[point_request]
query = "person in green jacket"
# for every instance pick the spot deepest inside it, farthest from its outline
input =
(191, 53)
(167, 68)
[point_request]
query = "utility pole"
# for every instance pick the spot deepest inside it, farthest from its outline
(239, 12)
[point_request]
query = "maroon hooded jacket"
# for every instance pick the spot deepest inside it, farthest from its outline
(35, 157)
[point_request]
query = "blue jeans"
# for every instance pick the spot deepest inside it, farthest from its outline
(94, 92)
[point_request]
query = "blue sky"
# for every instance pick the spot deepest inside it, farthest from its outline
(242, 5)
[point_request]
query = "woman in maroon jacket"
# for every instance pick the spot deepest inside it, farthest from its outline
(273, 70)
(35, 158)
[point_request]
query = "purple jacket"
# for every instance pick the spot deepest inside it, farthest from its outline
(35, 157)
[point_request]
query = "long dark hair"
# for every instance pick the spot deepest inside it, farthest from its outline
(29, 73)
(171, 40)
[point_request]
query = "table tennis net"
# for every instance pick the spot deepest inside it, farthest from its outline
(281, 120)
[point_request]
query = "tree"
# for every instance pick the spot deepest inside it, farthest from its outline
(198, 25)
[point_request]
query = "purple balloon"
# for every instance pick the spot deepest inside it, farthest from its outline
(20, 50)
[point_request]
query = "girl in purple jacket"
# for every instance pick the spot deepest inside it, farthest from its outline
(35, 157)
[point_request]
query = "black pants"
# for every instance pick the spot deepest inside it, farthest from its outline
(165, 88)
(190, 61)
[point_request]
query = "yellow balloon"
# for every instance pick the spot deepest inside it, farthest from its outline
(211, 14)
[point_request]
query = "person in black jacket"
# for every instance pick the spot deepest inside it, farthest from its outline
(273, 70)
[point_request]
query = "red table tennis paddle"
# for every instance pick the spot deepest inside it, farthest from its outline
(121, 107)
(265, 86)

________________

**PROBLEM TO WORK ON**. Copy out the material word for word and line for line.

**FINAL RESULT**.
[point_request]
query = "person in green jacket"
# for every instance pick the spot deepest inside it, farthest from its outline
input =
(191, 53)
(167, 68)
[point_request]
query = "utility pole"
# for every instance pick the spot deepest inside it, farthest from its outline
(239, 12)
[point_request]
query = "maroon hooded jacket"
# for every instance pick the spot deepest inside it, farthest from its outline
(35, 157)
[point_request]
query = "blue jeans"
# for every instance pick the spot deepest inside it, farthest from its outline
(94, 92)
[point_request]
query = "blue sky"
# for every instance pick the spot deepest inside it, farthest from its outline
(242, 5)
[point_request]
query = "woman in maroon jacket"
# for every instance pick the spot deepest inside it, farthest from its outline
(273, 70)
(35, 158)
[point_request]
query = "purple jacket"
# for every instance pick the spot deepest inside it, farthest from its outline
(35, 157)
[point_request]
query = "long dark hair"
# for every instance pick the spot deepest inside it, farthest from its outline
(29, 73)
(171, 40)
[point_request]
query = "table tennis net"
# for every instance pick the spot deepest inside it, farthest from its outline
(281, 120)
[point_request]
query = "tree"
# for every instance pick the spot deepest inside it, farthest from its outline
(198, 25)
[point_request]
query = "purple balloon"
# for every instance pick the spot deepest inside it, farthest from its outline
(20, 50)
[point_request]
query = "girl in purple jacket"
# for every instance pick the spot deepest inside it, farthest from its outline
(35, 157)
[point_request]
query = "black pants"
# for every instance pick the spot deepest inside it, farthest from its outline
(165, 88)
(190, 61)
[point_request]
query = "yellow balloon"
# for every instance pick the spot deepest inside it, farthest from its outline
(211, 14)
[point_request]
query = "person in black jacket"
# for every instance pick the spot deepest inside it, farthest from its outline
(273, 70)
[point_request]
query = "red table tennis paddle"
# for every instance pick the spot deepest inside it, farthest from its outline
(121, 107)
(265, 86)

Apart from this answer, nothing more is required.